**Your goal:**
Answer these from the article on the Seattle Majestics below:
1. Where was Tukutau's 19-year-old cousin shot and killed?
2. What nonprofit league are the Seattle Majestics part of?
3. What is the team's record so far this year?

==== Source text

On Aug. 22, 2013, Toakase Tukutau was about to hit the rugby field at Kansas State University in Manhattan, Kansas, where she was awaiting acceptance. She was plugged into her music and getting ready to play when her phone rang. That’s about the time her whole world came crashing down.
Her 19-year-old cousin had been shot and killed outside a convenience store in Utah.
“We had a pact that, no matter what, we were always going to be tight, always be in contact with each other, so it was a hard hit to our family,” says Tukutau, who goes by the nickname Kase (“kah-SAY”). “I had talked to him a month before and he was saying he was getting married, so it went from planning a wedding to planning a funeral.”
Tukutau immediately left Kansas, came back to her hometown of Tacoma, Washington, and lost control. She quit sports, started partying more, making bad choices and working dead-end jobs. She wasn’t happy.
Then she found the Majestics.
An all-women, full-tackle football team, the Seattle Majestics are part of a nonprofit league called the Women’s Football Alliance (WFA), which has teams across the United States, from Seattle to Dallas to Pittsburgh. Each year, Seattle’s women go head-to-head with teams from Tacoma, Everett and Portland, Oregon, as well as more far-flung places such as Salt Lake City, Utah, and San Diego, California.
The women playing for the Seattle Majestics don’t hold back. They go full force, and they hit as hard as men. They’ve gone undefeated for two years in a row. So far this year, their record is 2-0.
On a deeper level, though, the team is a tightknit community, an outlet for players’ energy and a source of self-identity and pride. In a time when headlines shout about the damage football does to players' brains and bodies, team members say the Seattle Majestics saves lives.
“When I found this football team, my life was in a dark dark place,” Tukutau says. “Football got me out.”
When I found this football team, my life was in a dark dark place. Football got me out.
After the death of her cousin, Toakase Tukutau, returned to Washington and joined the Majestics.

========
==== Supplied information

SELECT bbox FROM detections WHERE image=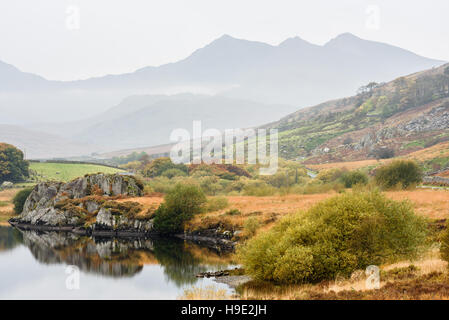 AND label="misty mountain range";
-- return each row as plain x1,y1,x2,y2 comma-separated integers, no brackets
0,33,444,158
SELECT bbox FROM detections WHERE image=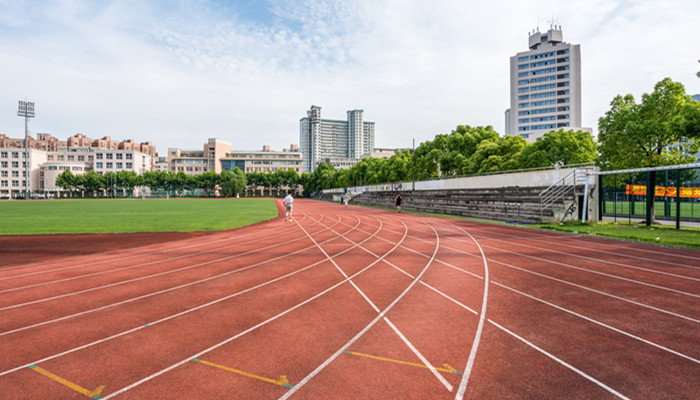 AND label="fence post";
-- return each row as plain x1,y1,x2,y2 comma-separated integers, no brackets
676,169,681,229
598,175,605,221
646,171,656,226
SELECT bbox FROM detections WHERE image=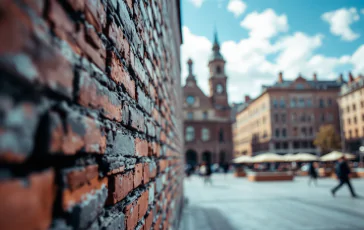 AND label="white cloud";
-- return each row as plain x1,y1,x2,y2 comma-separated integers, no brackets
181,18,364,102
275,32,323,78
321,8,360,41
240,9,288,38
181,26,212,93
227,0,246,17
189,0,205,8
350,45,364,74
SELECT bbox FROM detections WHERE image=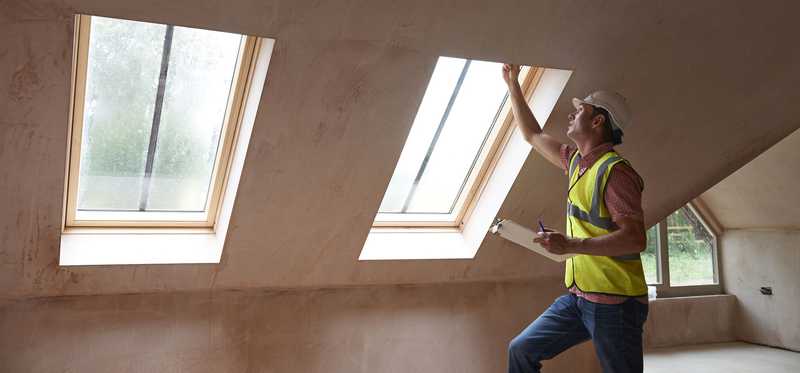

========

**Complete output:**
1. Outside a convenience store in Utah.
2. The Women's Football Alliance (WFA).
3. 2-0.